SELECTED TEXT ->

The external network 202 enables the minicores 201 to communicate with each other. For example, data generated by one of the minicores 201 (e.g., MC#0) may be delivered to another one of the minicores 201 (e.g., MC#3) through the external network 202.
A configuration of the external network 202, e.g., a connection state between the minicores 201, may vary based on configuration information. For example, the configuration of the external network 202 may vary based on the configuration information stored in a memory, e.g., the configuration memory 113 of FIG. 1.
The minicores 201 may include the same or different computing powers. For example, one of the minicores 201 (e.g., MC#0) may perform operations A, B, C and D, and another one of the minicores 201 (e.g., MC#2) may perform operations A, C and E. The minicores 201 may be configured to perform at least one same operation. Two or more of the minicores 201 (e.g., MC# 0 and MC#1) may be combined to perform the same operation based on a data type (16 bits, 32 bits, 64 bits, 128 bits, etc.) of an SIMD instruction.
In another example, each of the minicores 201 may include a local register file (not shown). Each of the minicores 201 may temporarily store data in the local register file.
In another example, the reconfigurable processor 200, namely, the processing unit 101, may operate as a CGA processor or a VLIW processor. For example, when the reconfigurable processor 200 operates as the CGA processor in a CGA mode, four of the minicores 201 (e.g., MC# 3 through MC#6) process a loop operation based on a CGA architecture. When the reconfigurable processor 200 operates as the VLIW processor in a VLIW mode, some of the minicores 201 (e.g., MC# 0 and MC#2) process an operation other than the loop operation based on a VLIW architecture.
FIG. 3 is a diagram illustrating an example of a minicore 300 of a reconfigurable processor. Referring to FIG. 3, the minicore 300 includes two or more function units 301 and an internal network 303 that connects the function units 301 to each other. Each of the function units 301 may perform a scalar operation (e.g., SFU#0) or a vector operation (e.g., VFU#0).
In more detail, the function units 301 included in the minicore 300 may perform different operations, respectively. That is, not all operations of an application are processed by one of the function units 301. Instead, the operations of the application are distributed to the respective function units 301. In addition, the function units 301 configured in the minicore 300 can perform almost all or all of the operations of the application.
For example, operations A, B, C and D may be distributed to and processed by four of the function units 301 (e.g., VFU# 0 through VFU#3), respectively. These four of the function units 301 (e.g., VFU# 0 through VFU#3) may form the minicore 300 to process all operations of an application. However, this is merely an example, and the function units 301 can be configured to execute various operations.
A number m or n of the function units 301 can be increased or decreased as desired. Any one the function units 301 may be configured to perform the same operation as function units of other minicores.
The internal network 303 enables the function units 301 to communicate with each other. For example, data generated by one of the function units 301 (e.g., VFU#0) may be delivered to another one of the function units 301 (e.g., VFU#1) through the internal network 303.
A configuration of the internal network 303, e.g., a connection state between the function units 301, may vary based on configuration information. For example, the configuration of the internal network 303 may vary based on the configuration information stored in a memory, e.g., the configuration memory 113 of FIG. 1.

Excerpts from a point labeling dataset
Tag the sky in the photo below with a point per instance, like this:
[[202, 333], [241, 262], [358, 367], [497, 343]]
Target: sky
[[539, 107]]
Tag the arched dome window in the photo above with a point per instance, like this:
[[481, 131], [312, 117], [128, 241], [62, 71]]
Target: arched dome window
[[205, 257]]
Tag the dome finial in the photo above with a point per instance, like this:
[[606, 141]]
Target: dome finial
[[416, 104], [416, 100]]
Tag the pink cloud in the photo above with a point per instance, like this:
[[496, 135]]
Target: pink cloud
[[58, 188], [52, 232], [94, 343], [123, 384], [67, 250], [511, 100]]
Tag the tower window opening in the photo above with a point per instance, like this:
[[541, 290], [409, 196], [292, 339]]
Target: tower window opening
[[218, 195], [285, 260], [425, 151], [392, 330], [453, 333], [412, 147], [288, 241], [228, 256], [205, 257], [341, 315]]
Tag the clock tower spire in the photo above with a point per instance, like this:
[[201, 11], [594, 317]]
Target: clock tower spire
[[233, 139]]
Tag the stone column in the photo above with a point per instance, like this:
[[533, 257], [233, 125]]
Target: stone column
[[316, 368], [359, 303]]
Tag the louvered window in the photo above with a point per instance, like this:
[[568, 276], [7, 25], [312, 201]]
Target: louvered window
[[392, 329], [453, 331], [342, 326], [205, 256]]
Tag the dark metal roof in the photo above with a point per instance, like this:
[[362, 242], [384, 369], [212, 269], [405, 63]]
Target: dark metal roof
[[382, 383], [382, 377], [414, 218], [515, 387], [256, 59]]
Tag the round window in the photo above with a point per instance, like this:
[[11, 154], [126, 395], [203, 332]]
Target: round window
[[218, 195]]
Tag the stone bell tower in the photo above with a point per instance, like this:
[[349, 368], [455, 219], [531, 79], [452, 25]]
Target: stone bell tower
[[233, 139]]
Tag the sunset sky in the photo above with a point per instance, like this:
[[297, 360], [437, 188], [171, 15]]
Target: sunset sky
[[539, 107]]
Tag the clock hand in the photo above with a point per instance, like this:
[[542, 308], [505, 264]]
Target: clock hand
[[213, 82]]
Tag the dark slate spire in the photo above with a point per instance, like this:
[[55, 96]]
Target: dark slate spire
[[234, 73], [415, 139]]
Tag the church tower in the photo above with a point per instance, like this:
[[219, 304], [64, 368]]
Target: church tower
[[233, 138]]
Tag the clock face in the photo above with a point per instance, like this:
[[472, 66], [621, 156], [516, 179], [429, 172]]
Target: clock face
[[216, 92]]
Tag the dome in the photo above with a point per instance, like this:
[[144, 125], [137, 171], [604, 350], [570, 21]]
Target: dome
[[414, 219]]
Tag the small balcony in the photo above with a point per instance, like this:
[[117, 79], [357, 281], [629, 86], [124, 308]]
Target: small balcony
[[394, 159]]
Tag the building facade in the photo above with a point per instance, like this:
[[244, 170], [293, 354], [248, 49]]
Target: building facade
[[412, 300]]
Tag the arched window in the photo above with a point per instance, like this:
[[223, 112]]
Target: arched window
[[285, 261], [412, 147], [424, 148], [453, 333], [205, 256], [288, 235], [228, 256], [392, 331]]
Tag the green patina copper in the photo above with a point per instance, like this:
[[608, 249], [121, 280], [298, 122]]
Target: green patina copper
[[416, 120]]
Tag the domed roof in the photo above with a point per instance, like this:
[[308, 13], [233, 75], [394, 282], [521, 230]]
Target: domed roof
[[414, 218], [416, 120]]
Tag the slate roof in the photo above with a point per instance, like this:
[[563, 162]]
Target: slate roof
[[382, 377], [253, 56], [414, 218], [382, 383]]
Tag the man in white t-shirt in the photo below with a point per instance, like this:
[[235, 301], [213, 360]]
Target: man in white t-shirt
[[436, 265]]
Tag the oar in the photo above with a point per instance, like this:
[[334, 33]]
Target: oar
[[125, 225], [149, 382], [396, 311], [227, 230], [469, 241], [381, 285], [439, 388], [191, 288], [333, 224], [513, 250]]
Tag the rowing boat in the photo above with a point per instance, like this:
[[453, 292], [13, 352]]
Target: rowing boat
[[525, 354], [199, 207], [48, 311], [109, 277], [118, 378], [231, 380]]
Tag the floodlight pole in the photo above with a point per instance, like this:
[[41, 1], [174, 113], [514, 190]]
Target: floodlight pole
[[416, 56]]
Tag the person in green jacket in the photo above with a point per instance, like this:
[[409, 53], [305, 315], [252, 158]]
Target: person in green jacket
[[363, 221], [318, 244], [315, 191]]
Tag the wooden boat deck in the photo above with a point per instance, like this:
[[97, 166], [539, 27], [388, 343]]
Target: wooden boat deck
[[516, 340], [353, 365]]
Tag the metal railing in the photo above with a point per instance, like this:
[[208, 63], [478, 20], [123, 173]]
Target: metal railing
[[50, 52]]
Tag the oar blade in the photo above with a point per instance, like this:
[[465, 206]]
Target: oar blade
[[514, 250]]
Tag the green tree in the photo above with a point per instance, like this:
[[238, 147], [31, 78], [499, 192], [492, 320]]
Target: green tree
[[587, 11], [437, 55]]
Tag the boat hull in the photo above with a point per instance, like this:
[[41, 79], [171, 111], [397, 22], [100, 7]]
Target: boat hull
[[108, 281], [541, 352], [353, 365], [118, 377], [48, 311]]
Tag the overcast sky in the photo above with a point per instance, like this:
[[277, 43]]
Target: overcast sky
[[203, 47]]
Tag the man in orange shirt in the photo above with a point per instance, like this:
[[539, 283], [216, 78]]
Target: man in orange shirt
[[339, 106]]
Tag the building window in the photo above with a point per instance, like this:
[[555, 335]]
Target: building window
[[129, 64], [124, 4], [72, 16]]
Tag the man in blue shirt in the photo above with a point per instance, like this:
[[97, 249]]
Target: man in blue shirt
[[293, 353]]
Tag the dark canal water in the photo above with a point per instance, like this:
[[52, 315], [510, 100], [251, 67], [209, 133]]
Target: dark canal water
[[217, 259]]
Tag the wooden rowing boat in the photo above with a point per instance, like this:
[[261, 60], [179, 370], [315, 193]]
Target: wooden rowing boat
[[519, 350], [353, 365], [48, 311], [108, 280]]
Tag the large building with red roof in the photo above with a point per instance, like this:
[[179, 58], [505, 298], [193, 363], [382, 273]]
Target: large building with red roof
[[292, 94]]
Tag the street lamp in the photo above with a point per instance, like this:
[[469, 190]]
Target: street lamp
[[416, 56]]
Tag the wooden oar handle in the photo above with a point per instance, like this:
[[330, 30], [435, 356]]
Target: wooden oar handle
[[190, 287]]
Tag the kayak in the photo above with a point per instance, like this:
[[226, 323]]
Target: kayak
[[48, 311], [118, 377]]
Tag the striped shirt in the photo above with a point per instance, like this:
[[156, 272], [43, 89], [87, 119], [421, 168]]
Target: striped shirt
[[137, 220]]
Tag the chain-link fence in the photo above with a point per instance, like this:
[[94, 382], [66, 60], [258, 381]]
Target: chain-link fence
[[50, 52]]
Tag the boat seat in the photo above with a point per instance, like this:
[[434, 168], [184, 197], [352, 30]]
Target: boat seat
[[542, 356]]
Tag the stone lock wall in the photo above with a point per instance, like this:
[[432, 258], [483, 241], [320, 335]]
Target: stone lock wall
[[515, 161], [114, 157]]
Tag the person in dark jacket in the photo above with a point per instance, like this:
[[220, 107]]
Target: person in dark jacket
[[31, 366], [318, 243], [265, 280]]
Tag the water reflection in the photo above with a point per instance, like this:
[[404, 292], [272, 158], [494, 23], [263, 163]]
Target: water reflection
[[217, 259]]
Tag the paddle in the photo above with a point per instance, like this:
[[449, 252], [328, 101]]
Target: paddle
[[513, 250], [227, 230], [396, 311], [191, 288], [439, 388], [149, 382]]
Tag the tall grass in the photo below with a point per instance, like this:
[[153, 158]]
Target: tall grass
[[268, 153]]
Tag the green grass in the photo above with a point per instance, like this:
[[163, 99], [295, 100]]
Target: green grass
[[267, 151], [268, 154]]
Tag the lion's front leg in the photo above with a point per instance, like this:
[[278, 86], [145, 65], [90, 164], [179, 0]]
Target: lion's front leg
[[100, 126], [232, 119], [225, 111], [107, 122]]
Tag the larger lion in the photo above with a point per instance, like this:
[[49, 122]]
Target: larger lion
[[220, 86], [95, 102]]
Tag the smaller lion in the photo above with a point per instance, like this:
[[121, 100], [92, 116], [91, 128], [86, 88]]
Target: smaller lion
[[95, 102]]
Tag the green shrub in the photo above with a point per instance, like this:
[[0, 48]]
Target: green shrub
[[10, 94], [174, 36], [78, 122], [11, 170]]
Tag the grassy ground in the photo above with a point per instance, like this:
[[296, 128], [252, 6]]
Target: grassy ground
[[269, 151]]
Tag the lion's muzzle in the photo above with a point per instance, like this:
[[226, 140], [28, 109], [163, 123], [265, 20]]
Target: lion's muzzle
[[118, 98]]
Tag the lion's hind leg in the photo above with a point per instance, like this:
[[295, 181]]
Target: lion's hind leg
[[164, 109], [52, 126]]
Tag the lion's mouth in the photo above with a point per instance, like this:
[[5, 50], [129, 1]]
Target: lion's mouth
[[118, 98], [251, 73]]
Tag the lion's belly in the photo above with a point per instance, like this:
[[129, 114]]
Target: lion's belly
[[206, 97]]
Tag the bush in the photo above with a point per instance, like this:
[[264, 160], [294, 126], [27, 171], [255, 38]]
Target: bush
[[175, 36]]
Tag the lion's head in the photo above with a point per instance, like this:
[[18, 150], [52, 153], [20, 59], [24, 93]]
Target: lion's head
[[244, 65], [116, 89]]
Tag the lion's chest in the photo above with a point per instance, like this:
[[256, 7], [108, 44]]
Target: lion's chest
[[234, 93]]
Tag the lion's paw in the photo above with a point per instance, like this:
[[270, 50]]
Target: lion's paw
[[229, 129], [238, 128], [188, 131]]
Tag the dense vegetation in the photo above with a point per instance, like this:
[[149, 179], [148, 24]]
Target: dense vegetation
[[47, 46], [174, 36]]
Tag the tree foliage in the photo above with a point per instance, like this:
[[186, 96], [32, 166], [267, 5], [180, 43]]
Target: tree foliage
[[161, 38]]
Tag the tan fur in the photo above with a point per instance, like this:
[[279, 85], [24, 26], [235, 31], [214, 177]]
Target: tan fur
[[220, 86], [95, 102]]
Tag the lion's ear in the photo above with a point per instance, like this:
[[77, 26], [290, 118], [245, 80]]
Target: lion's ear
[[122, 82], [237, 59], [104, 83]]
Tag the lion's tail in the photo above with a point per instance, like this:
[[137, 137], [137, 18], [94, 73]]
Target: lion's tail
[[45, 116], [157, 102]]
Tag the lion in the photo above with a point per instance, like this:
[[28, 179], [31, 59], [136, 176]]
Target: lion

THE REQUEST ->
Quote the passage on the reconfigurable processor word for word, starting at "In another example, each" and ending at "a VLIW architecture.".

EXPECTED OUTPUT ->
In another example, each of the minicores 201 may include a local register file (not shown). Each of the minicores 201 may temporarily store data in the local register file.
In another example, the reconfigurable processor 200, namely, the processing unit 101, may operate as a CGA processor or a VLIW processor. For example, when the reconfigurable processor 200 operates as the CGA processor in a CGA mode, four of the minicores 201 (e.g., MC# 3 through MC#6) process a loop operation based on a CGA architecture. When the reconfigurable processor 200 operates as the VLIW processor in a VLIW mode, some of the minicores 201 (e.g., MC# 0 and MC#2) process an operation other than the loop operation based on a VLIW architecture.